- [Passage présenté]
◇ ◇ ◇ ◇ ◇ ◇ ◇

Moins extravagant dans la forme contrapuntique, plus tardif d’un bon demi-siècle, le Crucifixus à 8 voix en ut mineur d’Antonio Lotti est une rareté. Lotti est né à Venise où il travaillera quasiment toute sa vie, hormis deux années à la cour de Dresde. Bach et Haendel possédaient des copies de ses œuvres, preuve qu’elles comptaient considérablement dans le corpus de l’époque. Le Crucifixus est également donné a capella.

Après ces mises en bouche et mises en voix, on retrouve la Symphonie des mille de Mahler. Le surnom fut donné par l’imprésario du compositeur qui savait compter, tout autant les gros sous que les musiciens. En effet, lors de la création, l’ensemble comptait 1029 exécutants. Dans la salle, Schönberg, Webern, Stokowski, Richard Strauss, Saint-Saëns, Thomas Mann et Clemenceau… ce fut un véritable triomphe, le dernier du malheureux Mahler qui devait s’éteindre huit mois plus tard.

◇ ◇ ◇ ◇ ◇ ◇ ◇

- [Parties de l'exercice]
A) Dans le passage présenté, condensez le paragraphe qui commence par « Après ces mises en bouche » en gardant ses faits principaux.
B) Les affirmations suivantes s'accordent-elles avec le passage présenté ? Répondez par oui ou non pour chacune et citez les mots qui tranchent.
(i) Lotti a passé deux années à la cour de Dresde.
(ii) Le Crucifixus de Lotti est écrit pour six voix.
(iii) La Symphonie des mille fut un échec lors de sa création.

- [Liste des données]
◇ ◇ ◇ ◇ ◇ ◇ ◇

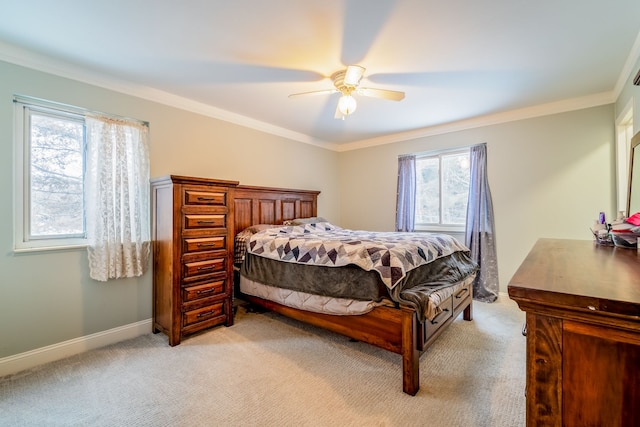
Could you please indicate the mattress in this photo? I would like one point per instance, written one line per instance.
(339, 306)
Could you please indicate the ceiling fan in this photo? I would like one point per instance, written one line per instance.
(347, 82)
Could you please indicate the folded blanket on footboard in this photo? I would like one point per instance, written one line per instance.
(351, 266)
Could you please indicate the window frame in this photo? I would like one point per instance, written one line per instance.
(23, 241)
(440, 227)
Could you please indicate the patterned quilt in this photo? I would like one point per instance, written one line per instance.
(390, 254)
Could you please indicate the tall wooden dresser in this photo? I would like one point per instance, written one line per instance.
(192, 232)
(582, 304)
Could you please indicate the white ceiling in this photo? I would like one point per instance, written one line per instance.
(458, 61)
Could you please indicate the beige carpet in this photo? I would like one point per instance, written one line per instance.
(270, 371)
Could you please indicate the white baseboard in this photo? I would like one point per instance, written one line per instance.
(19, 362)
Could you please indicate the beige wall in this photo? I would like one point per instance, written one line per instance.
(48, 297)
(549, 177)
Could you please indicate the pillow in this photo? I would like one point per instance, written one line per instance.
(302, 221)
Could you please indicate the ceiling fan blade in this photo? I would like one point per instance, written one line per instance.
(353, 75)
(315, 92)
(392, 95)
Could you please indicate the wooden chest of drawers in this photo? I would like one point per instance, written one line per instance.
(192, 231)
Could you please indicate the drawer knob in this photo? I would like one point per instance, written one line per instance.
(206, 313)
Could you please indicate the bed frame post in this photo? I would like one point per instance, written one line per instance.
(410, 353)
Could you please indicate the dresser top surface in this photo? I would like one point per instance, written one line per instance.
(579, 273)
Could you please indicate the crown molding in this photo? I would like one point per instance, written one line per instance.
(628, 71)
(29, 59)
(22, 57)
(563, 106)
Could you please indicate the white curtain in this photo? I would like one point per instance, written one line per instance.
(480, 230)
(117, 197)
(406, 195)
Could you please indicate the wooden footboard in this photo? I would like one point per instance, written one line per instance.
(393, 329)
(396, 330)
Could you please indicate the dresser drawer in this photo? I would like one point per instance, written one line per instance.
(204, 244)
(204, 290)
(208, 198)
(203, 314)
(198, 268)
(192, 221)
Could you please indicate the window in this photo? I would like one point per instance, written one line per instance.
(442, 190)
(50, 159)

◇ ◇ ◇ ◇ ◇ ◇ ◇

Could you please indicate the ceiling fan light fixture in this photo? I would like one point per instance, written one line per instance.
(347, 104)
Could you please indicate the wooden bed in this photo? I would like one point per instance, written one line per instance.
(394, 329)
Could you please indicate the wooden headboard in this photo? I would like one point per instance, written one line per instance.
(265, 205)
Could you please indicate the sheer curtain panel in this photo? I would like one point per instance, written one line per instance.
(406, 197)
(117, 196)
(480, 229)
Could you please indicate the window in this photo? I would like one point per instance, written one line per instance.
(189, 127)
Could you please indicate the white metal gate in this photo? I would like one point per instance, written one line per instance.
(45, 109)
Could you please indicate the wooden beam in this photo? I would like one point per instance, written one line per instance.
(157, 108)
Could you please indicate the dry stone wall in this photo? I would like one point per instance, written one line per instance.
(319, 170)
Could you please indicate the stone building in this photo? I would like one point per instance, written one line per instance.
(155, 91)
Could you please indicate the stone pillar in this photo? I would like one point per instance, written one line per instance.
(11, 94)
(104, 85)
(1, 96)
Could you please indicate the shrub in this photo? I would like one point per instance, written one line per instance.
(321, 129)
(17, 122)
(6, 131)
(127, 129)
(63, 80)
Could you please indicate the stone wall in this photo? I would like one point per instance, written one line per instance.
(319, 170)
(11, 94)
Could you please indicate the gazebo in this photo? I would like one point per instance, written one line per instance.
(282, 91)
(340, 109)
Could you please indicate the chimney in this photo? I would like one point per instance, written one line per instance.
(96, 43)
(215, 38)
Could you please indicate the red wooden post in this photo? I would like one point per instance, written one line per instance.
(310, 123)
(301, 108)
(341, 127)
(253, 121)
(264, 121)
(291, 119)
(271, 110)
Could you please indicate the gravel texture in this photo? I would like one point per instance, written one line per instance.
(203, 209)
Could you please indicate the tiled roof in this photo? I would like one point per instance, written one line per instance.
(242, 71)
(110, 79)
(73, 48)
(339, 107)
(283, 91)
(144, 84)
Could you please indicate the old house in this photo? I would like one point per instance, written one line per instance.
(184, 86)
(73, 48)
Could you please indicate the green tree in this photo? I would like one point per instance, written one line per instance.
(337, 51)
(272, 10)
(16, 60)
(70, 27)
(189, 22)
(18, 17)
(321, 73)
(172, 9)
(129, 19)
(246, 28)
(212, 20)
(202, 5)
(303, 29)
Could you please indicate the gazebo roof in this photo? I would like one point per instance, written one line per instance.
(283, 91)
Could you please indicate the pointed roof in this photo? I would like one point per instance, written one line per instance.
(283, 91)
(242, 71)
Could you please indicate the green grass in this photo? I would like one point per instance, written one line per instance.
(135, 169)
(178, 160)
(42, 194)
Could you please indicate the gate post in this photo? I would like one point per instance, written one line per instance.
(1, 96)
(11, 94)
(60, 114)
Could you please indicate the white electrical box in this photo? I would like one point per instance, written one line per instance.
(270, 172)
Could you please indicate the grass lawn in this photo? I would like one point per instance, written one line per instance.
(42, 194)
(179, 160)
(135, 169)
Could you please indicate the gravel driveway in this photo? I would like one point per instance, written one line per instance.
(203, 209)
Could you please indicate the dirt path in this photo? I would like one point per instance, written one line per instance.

◇ ◇ ◇ ◇ ◇ ◇ ◇

- [Réponses de l'exercice]
A) La Symphonie des mille de Mahler doit son surnom à l'imprésario du compositeur : à la création, l'ensemble comptait 1029 exécutants. Dans la salle se trouvaient Schönberg, Webern, Stokowski, Richard Strauss, Saint-Saëns, Thomas Mann et Clemenceau. Ce fut un triomphe, le dernier de Mahler, mort huit mois plus tard.

B)
(i) Oui : « hormis deux années à la cour de Dresde ».
(ii) Non : « le Crucifixus à 8 voix en ut mineur ».
(iii) Non : « ce fut un véritable triomphe ».